Parece ocioso recordar que cada vez es más importante subrayar el contenido ético de la democracia liberal. Sin embargo, el primado hoy de la demagogia y los populismos se debe, en buena medida, precisamente a la desnaturalización de los postulados básicos de la democracia liberal.
En efecto, no debemos olvidar que los padres fundadores de la democracia americana, los demócratas ingleses, los grandes clásicos del liberalismo, nunca pensaron que se podría llegar a una situación como la actual. ¿Por qué?. Porque pensaban, con razón, que es connatural a la democracia la referencia ética en la búsqueda de soluciones, en el diálogo, o en la discusión de posturas diversas o diferentes. Tocqueville vislumbró que la apertura a la verdad facilitaría el uso generoso, benevolente, solidario de la libertad personal y acrecentaría las posibilidades de establecer lazos comunitarios, de un mejor entendimiento. La realidad, empero, es que hoy, mal que nos pese, el odio y el resentimiento, de nuevo acampan en no pocos dirigentes que manifiestan un proverbial miedo a la libertad etiquetando a quienes les viene en gana como les viene en gana.
Pues bien, es fundamental que resplandezcan los principios de la democracia y que las cualidades democráticas guíen el comportamiento cotidiano de todos los ciudadanos. Para ello, la dignidad de la persona y los derechos fundamentales han de ser la piedra de toque de las decisiones del poder ejecutivo, del poder legislativo y por supuesto de poder judicial.
Tocquevielle de forma clarividente acuñó ese término tan actual que describe la enfermedad de algunas de nuestras democracias: despotismo blando. En efecto, cuando el efecto de la acción política –oficial– consigue anular la capacidad de iniciativa de los ciudadanos y cuando la gente se recluye en lo más íntimo de su conciencia y se retrae de la vida pública, entonces algo grave pasa.
Sabemos que fruto de ese Estado de malestar que inundó Europa no hace tanto y de la actualísima creciente corrupción del presente, surge el progresivo apartamiento de la ciudadanía de las cosas comunes. Poco a poco, los intérpretes oficiales de la realidad pintan con pingües subvenciones el paisaje más proclive para los que ansían la perpetuación en el poder. Se narcotizan las preocupaciones de los ciudadanos a través de una rancia política de promesas y promesas que se entonan desde una cúpula que amenaza, que señala y que etiqueta. Quien quiera levantar su voz en una sintonía que no sea la de la nomenclatura está condenado a la marginación. Quien se atreva a poner el dedo en la llaga de lo que acontece, corre serios peligros de toda ínole.

-- Instrucción A --
En el texto sobre la democracia liberal, ¿con qué término se describe la enfermedad de algunas de nuestras democracias?
-- Instrucción B --
Retoma el texto sobre la democracia liberal y prolóngalo a partir de su última oración.

-- Material proporcionado --
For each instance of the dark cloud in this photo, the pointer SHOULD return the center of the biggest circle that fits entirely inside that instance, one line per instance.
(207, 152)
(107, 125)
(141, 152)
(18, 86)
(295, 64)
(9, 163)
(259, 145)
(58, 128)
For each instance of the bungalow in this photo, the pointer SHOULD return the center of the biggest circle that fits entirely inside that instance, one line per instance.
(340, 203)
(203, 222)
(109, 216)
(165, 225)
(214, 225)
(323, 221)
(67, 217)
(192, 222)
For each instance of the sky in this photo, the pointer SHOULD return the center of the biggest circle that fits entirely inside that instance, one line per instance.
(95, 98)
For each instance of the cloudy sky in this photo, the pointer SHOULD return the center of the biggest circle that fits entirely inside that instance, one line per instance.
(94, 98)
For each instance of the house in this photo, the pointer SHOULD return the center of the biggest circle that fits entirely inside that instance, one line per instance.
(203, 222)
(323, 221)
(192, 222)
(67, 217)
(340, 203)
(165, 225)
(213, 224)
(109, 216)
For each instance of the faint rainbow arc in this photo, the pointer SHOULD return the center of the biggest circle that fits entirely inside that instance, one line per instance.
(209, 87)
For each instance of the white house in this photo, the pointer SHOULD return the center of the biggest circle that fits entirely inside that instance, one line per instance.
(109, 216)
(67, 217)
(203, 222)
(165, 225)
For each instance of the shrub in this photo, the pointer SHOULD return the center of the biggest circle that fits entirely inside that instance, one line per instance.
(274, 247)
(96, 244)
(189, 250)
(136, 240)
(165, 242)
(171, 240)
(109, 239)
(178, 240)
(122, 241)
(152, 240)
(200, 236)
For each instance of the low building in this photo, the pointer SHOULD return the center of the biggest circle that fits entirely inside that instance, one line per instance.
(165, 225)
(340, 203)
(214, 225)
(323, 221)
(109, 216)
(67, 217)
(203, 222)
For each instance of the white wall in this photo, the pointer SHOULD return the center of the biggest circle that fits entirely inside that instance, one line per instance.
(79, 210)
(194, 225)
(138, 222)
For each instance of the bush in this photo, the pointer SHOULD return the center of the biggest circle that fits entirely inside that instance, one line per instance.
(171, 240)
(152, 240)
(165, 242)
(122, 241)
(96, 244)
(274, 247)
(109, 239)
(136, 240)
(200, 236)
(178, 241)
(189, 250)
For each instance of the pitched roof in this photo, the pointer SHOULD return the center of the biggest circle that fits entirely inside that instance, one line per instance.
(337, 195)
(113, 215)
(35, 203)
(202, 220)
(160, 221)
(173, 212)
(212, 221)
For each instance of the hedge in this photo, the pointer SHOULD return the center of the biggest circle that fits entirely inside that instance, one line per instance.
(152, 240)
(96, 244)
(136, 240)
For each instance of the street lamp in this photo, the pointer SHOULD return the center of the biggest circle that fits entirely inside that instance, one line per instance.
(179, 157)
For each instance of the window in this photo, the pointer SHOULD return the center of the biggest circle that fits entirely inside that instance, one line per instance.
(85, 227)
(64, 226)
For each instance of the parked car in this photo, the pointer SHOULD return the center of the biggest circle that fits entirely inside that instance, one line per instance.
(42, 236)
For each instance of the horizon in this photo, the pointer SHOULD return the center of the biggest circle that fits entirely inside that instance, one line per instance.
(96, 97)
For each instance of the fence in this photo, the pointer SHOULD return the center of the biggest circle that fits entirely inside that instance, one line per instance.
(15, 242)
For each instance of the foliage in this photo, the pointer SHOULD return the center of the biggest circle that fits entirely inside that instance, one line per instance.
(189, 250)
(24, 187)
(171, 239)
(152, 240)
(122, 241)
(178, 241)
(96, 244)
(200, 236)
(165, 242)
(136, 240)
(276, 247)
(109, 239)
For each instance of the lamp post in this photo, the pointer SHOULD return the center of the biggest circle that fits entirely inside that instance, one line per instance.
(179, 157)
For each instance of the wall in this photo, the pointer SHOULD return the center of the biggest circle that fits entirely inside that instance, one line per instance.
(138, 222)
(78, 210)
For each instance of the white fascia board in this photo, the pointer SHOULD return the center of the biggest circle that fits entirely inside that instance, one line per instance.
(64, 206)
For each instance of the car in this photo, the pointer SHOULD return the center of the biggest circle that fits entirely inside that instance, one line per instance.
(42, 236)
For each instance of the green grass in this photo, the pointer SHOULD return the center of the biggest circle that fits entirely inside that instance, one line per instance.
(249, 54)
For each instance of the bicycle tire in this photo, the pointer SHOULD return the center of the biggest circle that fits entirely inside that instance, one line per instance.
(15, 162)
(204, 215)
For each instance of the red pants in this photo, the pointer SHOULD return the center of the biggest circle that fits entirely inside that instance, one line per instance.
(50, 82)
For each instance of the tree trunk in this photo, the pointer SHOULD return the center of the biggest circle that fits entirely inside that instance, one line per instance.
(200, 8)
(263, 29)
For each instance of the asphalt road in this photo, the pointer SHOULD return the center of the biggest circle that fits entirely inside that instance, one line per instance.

-- Respuesta final A --
Despotismo blando.

-- Respuesta final B --
Hay mucho miedo a la libertad, por más que esta se jalee, hay temor a expresar las propias ideas y convicciones cuando no son del gusto del poder, y existe una cómplice comodidad en no complicarse la vida en cosas que no den resultados u utilidades económicas. Por eso es menester recuperar la dimensión ética de la democracia. Cuanto antes mejor.
Uno de los intelectuales más agudos de este tiempo, Charles Taylor, nos advierte contra uno de los peligros que gravita sobre la saludable cultura política de la participación, sea en el entramado político o en el ámbito comunitario. En su opinión, cuando disminuye la participación, cuando se extinguen las instituciones intermedias, las asociaciones que canalizan esta relevante propiedad de la vida democrática, el ciudadano se queda sólo ante el vasto Estado burocrático y se siente, con toda razón, impotente. Entonces, suele atrincherarse en la placidez del anonimato y cede ordinariamente su representación a los autodenominados especialstas de los asuntos comunes contribuyendo sobremanera a ese despotismo blando tan del gusto de los actuales dirigentes. No hay más que observar la realidad para constatar esta característica del tiempo presente.